▸ **WHAT THE TASK REQUIRES**
Rewrite the stretch of data from the line containing "the male harlequin duck is." through the line containing "447,287 -> 459,307", both included, as a numbered list without blank lines.

▸ **PROVIDED ENTRIES**
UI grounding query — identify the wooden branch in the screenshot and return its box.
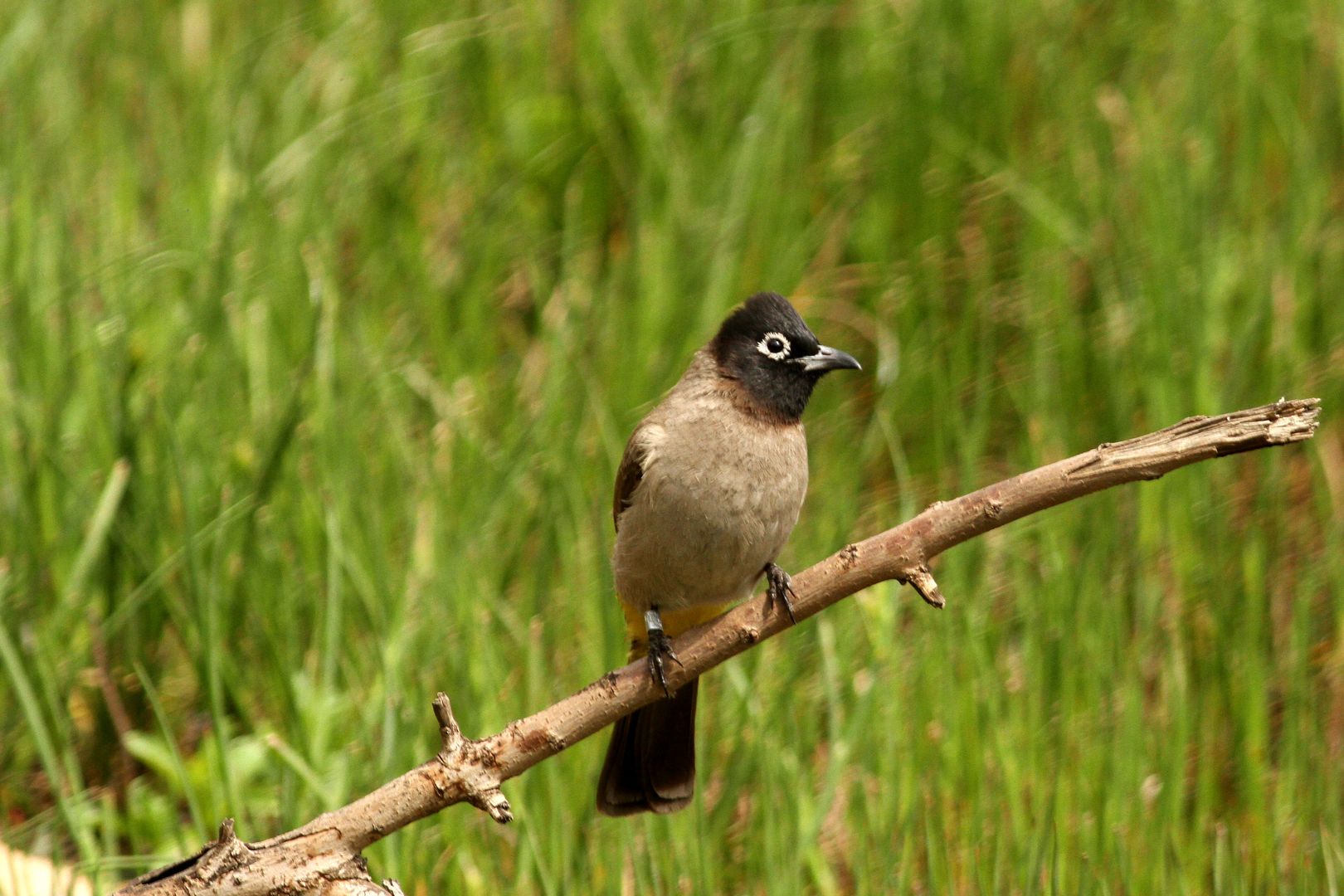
[119,399,1320,896]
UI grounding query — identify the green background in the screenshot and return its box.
[0,0,1344,894]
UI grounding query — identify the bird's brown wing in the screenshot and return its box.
[611,426,648,532]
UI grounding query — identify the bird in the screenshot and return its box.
[597,293,861,816]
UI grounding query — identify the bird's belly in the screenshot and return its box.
[613,430,806,608]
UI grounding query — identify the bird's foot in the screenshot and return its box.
[644,610,681,697]
[765,562,798,625]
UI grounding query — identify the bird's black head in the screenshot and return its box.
[709,293,859,421]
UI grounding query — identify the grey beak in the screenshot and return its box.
[793,345,863,373]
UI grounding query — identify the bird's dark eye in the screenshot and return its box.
[757,334,789,362]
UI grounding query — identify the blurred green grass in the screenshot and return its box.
[0,0,1344,894]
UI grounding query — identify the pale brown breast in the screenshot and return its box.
[611,356,808,607]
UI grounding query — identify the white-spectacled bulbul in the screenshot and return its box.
[597,293,859,816]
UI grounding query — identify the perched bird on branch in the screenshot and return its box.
[597,293,859,816]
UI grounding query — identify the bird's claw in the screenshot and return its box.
[649,630,681,697]
[765,562,798,625]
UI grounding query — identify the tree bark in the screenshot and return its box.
[119,399,1320,896]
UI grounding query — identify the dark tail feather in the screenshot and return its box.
[597,679,700,816]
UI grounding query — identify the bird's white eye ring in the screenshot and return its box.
[757,334,789,362]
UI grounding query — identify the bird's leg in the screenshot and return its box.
[762,560,798,625]
[644,607,681,697]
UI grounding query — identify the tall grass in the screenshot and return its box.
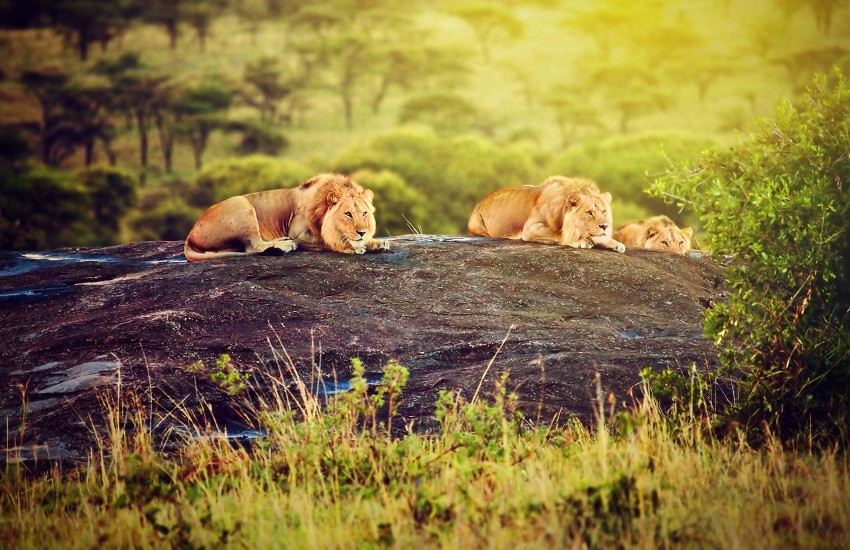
[0,353,850,548]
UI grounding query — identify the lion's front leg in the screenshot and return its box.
[520,220,561,244]
[366,239,390,252]
[594,237,626,253]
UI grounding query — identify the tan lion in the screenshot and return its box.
[468,176,626,252]
[614,216,694,254]
[183,174,389,262]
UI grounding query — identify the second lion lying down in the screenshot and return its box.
[468,176,626,252]
[183,174,388,262]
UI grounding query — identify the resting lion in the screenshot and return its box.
[614,216,694,254]
[468,176,626,252]
[183,174,389,262]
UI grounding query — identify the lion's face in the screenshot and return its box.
[643,225,693,254]
[562,191,613,243]
[322,186,375,254]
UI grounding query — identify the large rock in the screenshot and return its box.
[0,236,722,466]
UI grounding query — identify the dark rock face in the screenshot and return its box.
[0,236,722,466]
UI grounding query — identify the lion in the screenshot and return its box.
[183,174,389,262]
[468,176,626,252]
[614,216,694,254]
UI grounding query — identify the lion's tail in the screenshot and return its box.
[466,207,490,237]
[183,238,245,262]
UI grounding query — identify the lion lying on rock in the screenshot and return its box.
[183,174,389,262]
[614,216,694,254]
[468,176,626,252]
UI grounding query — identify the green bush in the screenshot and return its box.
[130,198,202,241]
[654,76,850,441]
[549,131,714,225]
[0,166,93,250]
[334,128,540,233]
[77,167,138,244]
[351,170,428,236]
[189,155,315,208]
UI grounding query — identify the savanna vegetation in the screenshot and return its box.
[0,0,850,547]
[0,0,850,249]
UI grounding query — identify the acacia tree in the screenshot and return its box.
[173,81,234,170]
[449,3,523,62]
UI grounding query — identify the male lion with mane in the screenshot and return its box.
[183,174,389,262]
[614,216,694,254]
[468,176,626,252]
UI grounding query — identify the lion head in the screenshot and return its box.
[615,216,694,254]
[301,174,376,254]
[547,178,613,244]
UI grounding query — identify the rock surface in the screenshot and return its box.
[0,236,723,466]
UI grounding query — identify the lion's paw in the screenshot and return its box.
[370,240,390,250]
[272,239,298,252]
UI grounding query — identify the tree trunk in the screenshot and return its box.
[136,107,148,168]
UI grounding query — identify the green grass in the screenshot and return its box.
[0,358,850,548]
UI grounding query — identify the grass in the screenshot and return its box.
[0,354,850,548]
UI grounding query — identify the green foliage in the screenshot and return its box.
[549,132,713,225]
[654,74,850,446]
[129,198,200,241]
[189,155,314,208]
[0,166,92,249]
[77,167,138,244]
[351,170,429,235]
[334,128,542,233]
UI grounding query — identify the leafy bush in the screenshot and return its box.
[0,166,92,249]
[654,76,850,446]
[351,170,428,236]
[549,132,714,225]
[334,128,540,233]
[189,155,315,208]
[77,167,138,244]
[130,198,202,241]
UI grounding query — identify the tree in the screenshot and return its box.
[240,56,303,124]
[183,0,227,52]
[21,67,70,165]
[56,0,127,61]
[77,168,138,239]
[173,81,234,170]
[450,3,523,62]
[654,71,850,446]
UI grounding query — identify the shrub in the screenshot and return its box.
[351,170,428,236]
[130,198,201,241]
[0,166,92,249]
[549,132,714,225]
[189,155,315,208]
[77,167,138,244]
[334,128,538,233]
[653,75,850,441]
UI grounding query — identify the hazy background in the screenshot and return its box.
[0,0,850,249]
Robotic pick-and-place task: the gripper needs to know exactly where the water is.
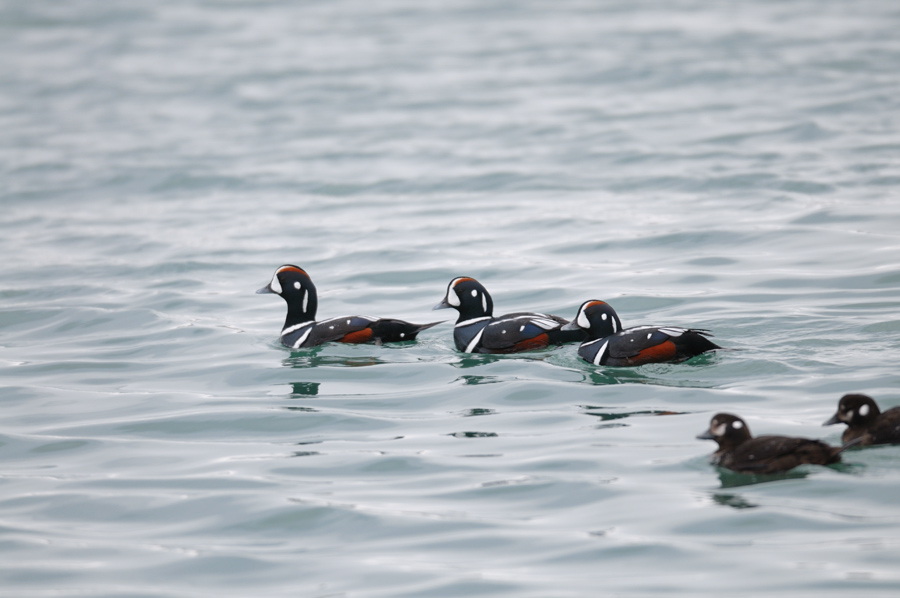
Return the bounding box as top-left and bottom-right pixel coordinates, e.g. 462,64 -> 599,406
0,0 -> 900,598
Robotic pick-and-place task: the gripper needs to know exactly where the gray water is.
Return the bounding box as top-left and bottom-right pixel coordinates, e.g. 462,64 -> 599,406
0,0 -> 900,598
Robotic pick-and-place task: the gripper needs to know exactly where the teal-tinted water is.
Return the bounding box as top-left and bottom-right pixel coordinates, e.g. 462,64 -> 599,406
0,0 -> 900,598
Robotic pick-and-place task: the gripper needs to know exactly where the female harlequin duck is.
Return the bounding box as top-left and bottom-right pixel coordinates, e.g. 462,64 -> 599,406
434,276 -> 585,353
697,413 -> 846,473
563,300 -> 722,367
256,265 -> 440,349
822,394 -> 900,445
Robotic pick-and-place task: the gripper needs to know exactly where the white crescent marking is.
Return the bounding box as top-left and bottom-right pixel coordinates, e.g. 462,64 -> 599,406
659,328 -> 687,337
575,309 -> 591,328
269,272 -> 283,295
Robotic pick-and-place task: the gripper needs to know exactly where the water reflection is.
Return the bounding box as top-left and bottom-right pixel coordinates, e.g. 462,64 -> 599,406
578,405 -> 685,421
281,346 -> 388,369
290,382 -> 322,399
581,364 -> 716,388
462,407 -> 497,417
450,353 -> 500,369
712,493 -> 759,509
719,469 -> 810,488
453,376 -> 503,386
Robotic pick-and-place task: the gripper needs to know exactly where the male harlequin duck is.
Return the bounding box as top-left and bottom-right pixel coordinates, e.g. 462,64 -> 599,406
434,276 -> 585,353
697,413 -> 846,474
822,394 -> 900,445
256,265 -> 440,349
563,300 -> 722,367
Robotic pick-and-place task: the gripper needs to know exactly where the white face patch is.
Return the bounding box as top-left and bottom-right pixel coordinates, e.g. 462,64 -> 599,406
575,309 -> 591,328
269,272 -> 283,295
447,287 -> 459,307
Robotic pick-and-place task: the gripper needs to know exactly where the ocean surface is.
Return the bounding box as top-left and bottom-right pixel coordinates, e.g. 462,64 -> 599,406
0,0 -> 900,598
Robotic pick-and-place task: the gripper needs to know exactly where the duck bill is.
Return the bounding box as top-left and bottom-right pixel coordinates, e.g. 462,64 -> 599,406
431,297 -> 453,311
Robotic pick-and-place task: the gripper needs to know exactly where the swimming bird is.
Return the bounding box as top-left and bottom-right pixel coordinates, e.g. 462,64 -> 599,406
697,413 -> 847,474
256,264 -> 440,349
563,299 -> 721,367
434,276 -> 585,353
822,394 -> 900,445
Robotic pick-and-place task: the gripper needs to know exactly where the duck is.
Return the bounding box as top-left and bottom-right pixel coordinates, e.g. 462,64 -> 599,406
256,264 -> 441,349
697,413 -> 846,474
822,394 -> 900,446
434,276 -> 585,353
563,299 -> 722,367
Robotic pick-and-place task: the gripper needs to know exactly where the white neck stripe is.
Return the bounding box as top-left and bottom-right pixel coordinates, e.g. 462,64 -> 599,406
594,341 -> 609,365
466,328 -> 484,353
281,322 -> 315,336
454,316 -> 493,328
293,326 -> 312,349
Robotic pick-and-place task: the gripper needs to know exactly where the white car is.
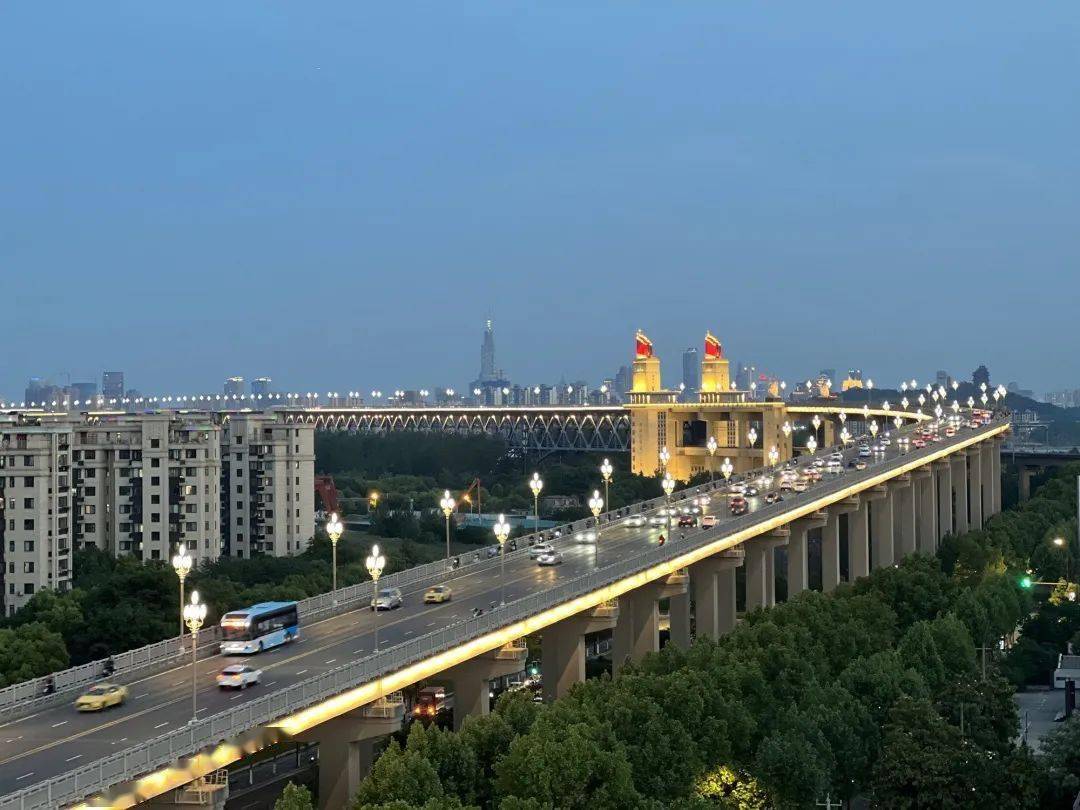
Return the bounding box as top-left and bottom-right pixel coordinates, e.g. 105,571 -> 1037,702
537,551 -> 563,565
529,543 -> 555,559
217,664 -> 262,689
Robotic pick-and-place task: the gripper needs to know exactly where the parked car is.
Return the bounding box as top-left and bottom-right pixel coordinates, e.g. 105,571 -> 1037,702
372,588 -> 405,610
423,585 -> 454,605
75,684 -> 127,712
217,664 -> 262,689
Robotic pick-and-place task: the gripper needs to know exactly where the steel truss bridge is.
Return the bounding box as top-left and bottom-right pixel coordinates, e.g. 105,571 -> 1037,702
279,405 -> 630,456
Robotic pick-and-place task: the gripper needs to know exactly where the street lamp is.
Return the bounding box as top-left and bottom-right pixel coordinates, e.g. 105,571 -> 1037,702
529,473 -> 543,531
660,472 -> 675,537
364,546 -> 386,652
438,489 -> 457,559
589,489 -> 604,542
181,591 -> 206,723
326,512 -> 345,605
600,459 -> 615,504
491,515 -> 510,605
173,545 -> 191,644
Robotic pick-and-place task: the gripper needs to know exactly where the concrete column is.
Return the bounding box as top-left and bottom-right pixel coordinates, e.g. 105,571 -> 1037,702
821,508 -> 842,593
611,582 -> 663,675
295,694 -> 405,810
949,451 -> 969,535
848,497 -> 870,580
870,489 -> 894,568
667,593 -> 690,650
968,445 -> 983,529
990,438 -> 1002,514
912,465 -> 937,554
540,603 -> 619,703
745,539 -> 773,613
444,639 -> 528,731
934,461 -> 953,543
690,549 -> 745,638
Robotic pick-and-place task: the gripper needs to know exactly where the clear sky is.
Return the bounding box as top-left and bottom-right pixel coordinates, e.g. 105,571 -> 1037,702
0,0 -> 1080,395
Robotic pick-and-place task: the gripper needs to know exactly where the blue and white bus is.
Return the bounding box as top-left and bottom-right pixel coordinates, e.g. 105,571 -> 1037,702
221,602 -> 300,656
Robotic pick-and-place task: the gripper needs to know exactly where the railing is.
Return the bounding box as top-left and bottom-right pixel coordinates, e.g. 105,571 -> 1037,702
0,422 -> 1000,810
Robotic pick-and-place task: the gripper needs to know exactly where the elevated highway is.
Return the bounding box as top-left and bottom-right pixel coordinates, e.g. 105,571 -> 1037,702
0,420 -> 1009,809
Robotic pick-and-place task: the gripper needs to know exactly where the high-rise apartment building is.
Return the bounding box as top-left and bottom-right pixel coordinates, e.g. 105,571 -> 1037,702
0,417 -> 73,616
221,413 -> 315,557
102,372 -> 124,400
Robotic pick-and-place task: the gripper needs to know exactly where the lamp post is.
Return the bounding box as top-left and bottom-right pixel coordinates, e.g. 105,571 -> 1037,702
364,546 -> 386,652
438,489 -> 457,559
491,515 -> 510,605
660,472 -> 675,538
326,512 -> 345,605
597,459 -> 615,509
173,545 -> 191,644
181,591 -> 206,723
529,473 -> 543,531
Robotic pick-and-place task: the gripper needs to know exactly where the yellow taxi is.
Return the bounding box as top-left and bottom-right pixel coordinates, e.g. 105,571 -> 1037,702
423,585 -> 454,605
75,684 -> 127,712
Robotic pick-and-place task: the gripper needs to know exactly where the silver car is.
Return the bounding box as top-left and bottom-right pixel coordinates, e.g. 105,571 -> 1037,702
372,588 -> 404,610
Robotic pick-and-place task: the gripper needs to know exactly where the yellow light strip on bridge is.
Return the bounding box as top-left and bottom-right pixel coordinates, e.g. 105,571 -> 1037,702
69,424 -> 1009,810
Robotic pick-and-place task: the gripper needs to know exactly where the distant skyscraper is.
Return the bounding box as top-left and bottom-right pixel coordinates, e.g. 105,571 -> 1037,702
480,319 -> 496,382
679,347 -> 701,402
102,372 -> 124,400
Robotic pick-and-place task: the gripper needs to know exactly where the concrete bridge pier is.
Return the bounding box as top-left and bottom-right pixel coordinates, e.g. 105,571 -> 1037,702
296,692 -> 405,810
540,599 -> 619,703
889,473 -> 915,563
438,638 -> 528,731
787,512 -> 828,599
864,485 -> 893,568
967,445 -> 983,529
910,467 -> 937,554
848,492 -> 873,581
949,451 -> 969,535
821,495 -> 866,593
933,460 -> 953,551
690,548 -> 746,639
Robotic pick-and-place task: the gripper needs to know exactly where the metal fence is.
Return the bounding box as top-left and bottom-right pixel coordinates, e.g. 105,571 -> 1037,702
0,422 -> 1000,810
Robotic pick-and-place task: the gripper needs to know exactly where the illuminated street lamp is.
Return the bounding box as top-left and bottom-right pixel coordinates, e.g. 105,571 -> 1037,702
173,544 -> 191,644
491,515 -> 510,605
326,512 -> 345,605
529,473 -> 543,531
660,472 -> 675,537
183,591 -> 206,723
364,546 -> 386,652
438,489 -> 457,559
600,459 -> 615,503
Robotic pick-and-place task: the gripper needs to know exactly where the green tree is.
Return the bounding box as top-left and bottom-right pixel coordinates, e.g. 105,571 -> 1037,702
273,782 -> 315,810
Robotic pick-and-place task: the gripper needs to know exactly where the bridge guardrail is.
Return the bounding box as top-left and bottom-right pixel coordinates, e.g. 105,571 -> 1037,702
0,422 -> 1000,810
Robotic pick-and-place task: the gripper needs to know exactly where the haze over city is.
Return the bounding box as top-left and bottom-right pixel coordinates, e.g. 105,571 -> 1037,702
0,1 -> 1080,397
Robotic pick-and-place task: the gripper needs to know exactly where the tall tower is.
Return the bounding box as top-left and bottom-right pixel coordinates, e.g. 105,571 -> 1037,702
480,318 -> 495,382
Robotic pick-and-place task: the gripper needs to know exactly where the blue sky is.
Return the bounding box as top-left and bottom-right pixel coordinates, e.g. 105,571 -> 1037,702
0,0 -> 1080,395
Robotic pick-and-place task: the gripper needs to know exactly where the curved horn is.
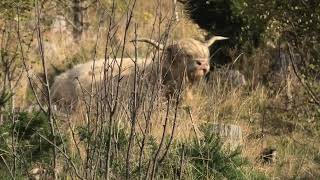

▸ **TASK SOLUTION**
1. Robotic pick-and-place task: the gripper needs to know exactly where the male harlequin duck is.
2. Return the bounding box as top-left and bottom-right pixel coordinates, e.g. 462,64 -> 599,406
3. 434,276 -> 585,353
4. 697,413 -> 846,474
5. 822,394 -> 900,445
6. 256,265 -> 440,349
7. 563,300 -> 722,367
8. Robotic pick-and-place task: the gripper needs to know exactly where the white face patch is.
9. Return the bounding box as top-left and bottom-right pixel coordinates, e.g. 462,64 -> 599,406
10. 575,309 -> 591,328
11. 269,272 -> 283,295
12. 447,287 -> 459,307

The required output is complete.